Restate the records underneath, keeping each one exactly the same.

(Referring expression data)
○ ○ ○ ○ ○ ○ ○

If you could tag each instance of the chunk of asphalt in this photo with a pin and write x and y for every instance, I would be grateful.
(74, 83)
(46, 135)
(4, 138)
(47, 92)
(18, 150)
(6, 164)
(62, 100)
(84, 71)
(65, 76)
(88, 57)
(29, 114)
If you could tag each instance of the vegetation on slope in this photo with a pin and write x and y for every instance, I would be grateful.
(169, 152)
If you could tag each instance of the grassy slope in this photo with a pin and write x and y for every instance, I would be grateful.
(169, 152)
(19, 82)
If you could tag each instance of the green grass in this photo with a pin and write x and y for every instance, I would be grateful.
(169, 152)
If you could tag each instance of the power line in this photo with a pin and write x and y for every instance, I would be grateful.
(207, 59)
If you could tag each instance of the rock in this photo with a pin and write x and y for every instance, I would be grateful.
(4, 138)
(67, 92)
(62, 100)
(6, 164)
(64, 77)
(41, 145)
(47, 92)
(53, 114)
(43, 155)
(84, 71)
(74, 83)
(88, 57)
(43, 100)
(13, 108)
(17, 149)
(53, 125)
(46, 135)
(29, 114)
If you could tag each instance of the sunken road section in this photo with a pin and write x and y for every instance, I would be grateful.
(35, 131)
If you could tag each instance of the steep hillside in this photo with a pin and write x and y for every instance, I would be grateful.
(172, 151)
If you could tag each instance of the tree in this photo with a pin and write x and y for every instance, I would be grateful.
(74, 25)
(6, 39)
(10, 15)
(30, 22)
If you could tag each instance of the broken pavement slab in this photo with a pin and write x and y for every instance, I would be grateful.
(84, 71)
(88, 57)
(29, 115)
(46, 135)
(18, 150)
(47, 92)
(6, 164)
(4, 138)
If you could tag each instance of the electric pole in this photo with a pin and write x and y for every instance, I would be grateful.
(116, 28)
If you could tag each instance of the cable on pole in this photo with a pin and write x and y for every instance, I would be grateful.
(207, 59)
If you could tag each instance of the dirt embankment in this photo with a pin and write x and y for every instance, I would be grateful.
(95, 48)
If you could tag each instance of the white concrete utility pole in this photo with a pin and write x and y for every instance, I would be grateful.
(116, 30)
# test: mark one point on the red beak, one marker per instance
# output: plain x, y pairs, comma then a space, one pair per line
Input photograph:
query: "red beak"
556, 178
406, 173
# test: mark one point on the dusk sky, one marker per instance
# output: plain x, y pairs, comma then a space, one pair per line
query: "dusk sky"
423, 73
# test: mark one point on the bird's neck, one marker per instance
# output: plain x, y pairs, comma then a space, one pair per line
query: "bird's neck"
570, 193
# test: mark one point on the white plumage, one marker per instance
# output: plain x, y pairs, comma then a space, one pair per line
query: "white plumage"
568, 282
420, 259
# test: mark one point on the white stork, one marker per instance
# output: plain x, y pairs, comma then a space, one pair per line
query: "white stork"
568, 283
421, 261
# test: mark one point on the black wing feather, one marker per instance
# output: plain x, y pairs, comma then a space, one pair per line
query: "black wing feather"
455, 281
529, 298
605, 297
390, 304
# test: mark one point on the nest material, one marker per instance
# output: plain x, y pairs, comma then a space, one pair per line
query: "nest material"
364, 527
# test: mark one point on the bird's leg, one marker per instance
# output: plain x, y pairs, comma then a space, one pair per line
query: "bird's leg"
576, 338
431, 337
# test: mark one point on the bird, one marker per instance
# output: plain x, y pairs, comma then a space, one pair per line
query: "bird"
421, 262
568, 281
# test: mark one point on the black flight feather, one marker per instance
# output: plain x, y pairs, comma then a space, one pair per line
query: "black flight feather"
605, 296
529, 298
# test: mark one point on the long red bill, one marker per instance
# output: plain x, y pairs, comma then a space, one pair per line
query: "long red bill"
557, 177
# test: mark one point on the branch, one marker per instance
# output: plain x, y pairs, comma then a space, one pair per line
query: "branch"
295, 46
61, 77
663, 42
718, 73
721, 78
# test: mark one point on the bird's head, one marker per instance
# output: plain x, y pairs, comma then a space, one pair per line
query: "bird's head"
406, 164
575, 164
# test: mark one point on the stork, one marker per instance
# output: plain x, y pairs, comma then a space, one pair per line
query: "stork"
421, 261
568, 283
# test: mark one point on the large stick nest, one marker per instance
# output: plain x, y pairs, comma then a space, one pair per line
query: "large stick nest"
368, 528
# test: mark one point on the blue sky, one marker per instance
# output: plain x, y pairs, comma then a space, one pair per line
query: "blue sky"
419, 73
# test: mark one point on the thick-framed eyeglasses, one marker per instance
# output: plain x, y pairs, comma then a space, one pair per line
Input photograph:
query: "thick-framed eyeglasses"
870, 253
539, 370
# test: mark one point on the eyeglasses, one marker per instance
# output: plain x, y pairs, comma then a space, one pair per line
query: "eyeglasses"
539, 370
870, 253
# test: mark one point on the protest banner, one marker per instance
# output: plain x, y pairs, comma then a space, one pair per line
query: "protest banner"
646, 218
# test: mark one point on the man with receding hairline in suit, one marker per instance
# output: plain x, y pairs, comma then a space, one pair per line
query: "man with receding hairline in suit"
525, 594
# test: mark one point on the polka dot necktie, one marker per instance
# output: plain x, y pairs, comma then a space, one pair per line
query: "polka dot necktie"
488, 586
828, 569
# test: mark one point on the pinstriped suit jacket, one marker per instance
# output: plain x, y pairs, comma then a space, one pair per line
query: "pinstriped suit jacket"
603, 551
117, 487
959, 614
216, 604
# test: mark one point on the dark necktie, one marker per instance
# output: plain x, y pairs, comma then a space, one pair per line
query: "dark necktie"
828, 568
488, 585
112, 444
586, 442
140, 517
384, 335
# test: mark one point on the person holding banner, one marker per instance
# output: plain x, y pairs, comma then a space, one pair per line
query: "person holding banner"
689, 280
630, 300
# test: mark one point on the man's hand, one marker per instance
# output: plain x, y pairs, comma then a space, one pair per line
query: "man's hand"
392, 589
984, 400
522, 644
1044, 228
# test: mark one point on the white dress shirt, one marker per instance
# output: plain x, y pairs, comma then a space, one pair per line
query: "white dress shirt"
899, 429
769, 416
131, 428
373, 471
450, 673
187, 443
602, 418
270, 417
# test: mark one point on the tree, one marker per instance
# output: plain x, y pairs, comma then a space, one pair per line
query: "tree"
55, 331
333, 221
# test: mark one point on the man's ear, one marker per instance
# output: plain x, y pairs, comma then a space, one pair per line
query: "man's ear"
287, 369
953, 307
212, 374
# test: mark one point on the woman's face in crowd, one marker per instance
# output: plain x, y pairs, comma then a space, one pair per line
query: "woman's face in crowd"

○ ○ ○ ○ ○ ○ ○

- **Exercise solution**
If you could tag each instance of the chunk of asphalt in this photo with a pin and write x and y for every instance, I would be grateful.
(74, 83)
(46, 135)
(4, 138)
(47, 92)
(18, 150)
(6, 164)
(62, 100)
(84, 71)
(65, 76)
(88, 57)
(29, 114)
If you could tag each instance of the vegetation on slope in this photo with a pin and write x and y for every instance, I would be grateful.
(169, 152)
If you could tag each instance of the grassy slope in this photo with a pin and write x and y for every instance, I would be grateful.
(169, 152)
(19, 82)
If you could tag each instance of the green grass in this photo with a pin and write x and y for every instance, I would be grateful.
(169, 152)
If you could tag each instance of the power line in this photo with a pin and write x and y for every instance, I would be grateful.
(207, 59)
If you could tag each instance of the rock in this photo with a pin and write x and y for every instance, I would be grateful.
(4, 138)
(67, 92)
(62, 100)
(6, 164)
(64, 77)
(41, 145)
(47, 92)
(53, 114)
(43, 155)
(84, 71)
(74, 83)
(88, 57)
(43, 100)
(13, 108)
(17, 149)
(53, 125)
(46, 135)
(29, 114)
If you could tag each instance of the sunken road section in this photo with a pin and write x and y for every instance, I would be grateful.
(35, 131)
If you could tag each instance of the steep hillside in this photo with a pin and write x and y for every instance, I would be grateful.
(172, 151)
If you could tag each instance of the tree in this photo with a pin and write x and y for every instance, I would be grateful.
(74, 25)
(6, 39)
(10, 15)
(30, 22)
If you could tag each instance of the broken pavement slab in this photo with a pin and write x and y for every instance, I would be grateful.
(84, 71)
(88, 57)
(29, 115)
(46, 135)
(18, 150)
(47, 92)
(6, 164)
(4, 138)
If you could tag each instance of the electric pole in this photo with a pin and write x and y for every instance, I would be grateful.
(116, 28)
If you could tag each instance of the cable on pole in this photo with a pin and write x and y for every instance, I would be grateful.
(207, 59)
If you could tag each instance of the dirt embankment in this photo with a pin and write x and y for every instance, I would be grateful.
(95, 48)
If you could tag each instance of the white concrete utility pole in this photo with a pin and write x and y for every instance, I would be grateful.
(116, 30)
# test: mark one point on the red beak, one marker per instance
# output: plain x, y pairs, comma then a space, one pair per line
Input photograph:
query: "red beak"
556, 178
406, 173
# test: mark one point on the dusk sky, one marker per instance
# output: plain x, y pairs, comma then a space, one pair per line
query: "dusk sky"
423, 73
# test: mark one point on the bird's neck, one marker per instance
# output: plain x, y pairs, comma then a space, one pair per line
query: "bird's neck"
570, 193
# test: mark one point on the white plumage, one marker per instance
# output: plain x, y pairs, comma then a space, one pair per line
query: "white plumage"
568, 282
420, 259
# test: mark one point on the white stork, one marker per instance
# output: plain x, y pairs, comma then a space, one pair per line
query: "white stork"
568, 283
421, 261
# test: mark one point on the black wing feather, one marker per instance
# output: plain x, y pairs, comma then a space, one pair per line
query: "black wing feather"
455, 281
529, 298
605, 297
390, 304
# test: mark one point on the nest material, one marker per instance
# output: plain x, y pairs, comma then a space, one pair per line
query: "nest material"
364, 527
# test: mark one point on the bird's leg, one marker per instance
# output: plain x, y pairs, comma then a space, one pair per line
query: "bird's leg"
576, 338
431, 337
# test: mark one point on the bird, one marker per instance
# output: plain x, y pairs, comma then a space, one pair per line
query: "bird"
421, 262
568, 281
# test: mark one point on the black flight feather, one marker per instance
# output: plain x, y pairs, comma then a space, one pair per line
query: "black flight feather"
605, 296
529, 298
# test: mark one point on the long red bill, one marker per instance
# output: plain x, y pairs, comma then a space, one pair per line
query: "long red bill"
557, 177
# test: mark one point on the branch, one marker per instance
# output: plain x, y pairs, comma then a space, one pair per line
query: "branch"
295, 46
61, 77
663, 42
718, 73
721, 78
# test: mark one point on the bird's head, one marker per instance
# output: plain x, y pairs, comma then a space, one pair per line
query: "bird's head"
406, 164
575, 164
# test: mark one point on the stork, one marker per instance
# output: plain x, y pairs, comma then a space, one pair per line
query: "stork"
421, 261
568, 283
# test: mark one point on the large stick nest, one marker per instance
# output: plain x, y pairs, comma then a space, one pair per line
query: "large stick nest"
368, 528
# test: mark one point on the blue sky, one marker per instance
# output: plain x, y pairs, comma then a space, one pair per line
query: "blue sky"
419, 73
# test: mark one point on the thick-framed eyeglasses, one marker per instance
# output: plain x, y pairs, comma then a space, one pair per line
Input photograph:
query: "thick-framed eyeglasses"
870, 253
539, 370
# test: mark one point on the eyeglasses, one marker per instance
# output: plain x, y pairs, comma then a space, one pair per line
query: "eyeglasses"
539, 370
870, 253
# test: mark one point on the protest banner, one marker per instance
# output: plain x, y pairs, comma then a space, one pair per line
query: "protest banner"
646, 218
# test: mark one point on the man with receding hairline in suit, one marker per instance
# output: plain x, y pairs, comma then a space, one pair per line
query: "man with receding hairline in suit"
525, 594
# test: mark one point on the polka dot necktie, one marker per instance
# output: plain x, y pairs, comma then a space, one pair per line
query: "polka dot necktie"
488, 586
828, 569
# test: mark one point on the pinstriped suit jacket, one marker per instance
# output: plain x, y pairs, comma then a space, one pair per line
query: "pinstriped suit jacket"
603, 551
117, 487
959, 614
216, 604
# test: mark one point on the dark necktie, one marker per instance
# output: plain x, y pairs, comma then a space, one pair per line
query: "dark necktie"
828, 568
488, 585
112, 444
586, 442
140, 517
384, 335
# test: mark one point on the person holding banner, one marker per instance
# output: plain x, y pairs, comma then a space, one pair per line
query: "person holding banner"
689, 280
630, 300
# test: mark one point on the man's hand, one marker per instance
# output: plain x, y pairs, comma then a space, one pair per line
query: "man's hand"
392, 589
984, 400
522, 644
1044, 228
# test: mark one point on the white dress shirt, one marker per instance
# output: plain x, y pairs, comma then a space, one pair per line
query: "white dress shirt"
899, 429
769, 416
131, 428
373, 471
450, 673
187, 443
602, 418
270, 417
# test: mark one point on the tree, one marker per instance
# output: plain x, y pairs, comma then a space, one pair per line
query: "tree"
55, 331
333, 221
# test: mark one point on the man's ear, one marker per instance
# output: plain x, y pairs, comma then a space, one pair per line
query: "man's ear"
287, 369
953, 307
212, 374
# test: mark one point on the woman's face in crowd, one marker per instance
# output: plain x, y pairs, comma then a space, one pair per line
query: "woman's face in crowd"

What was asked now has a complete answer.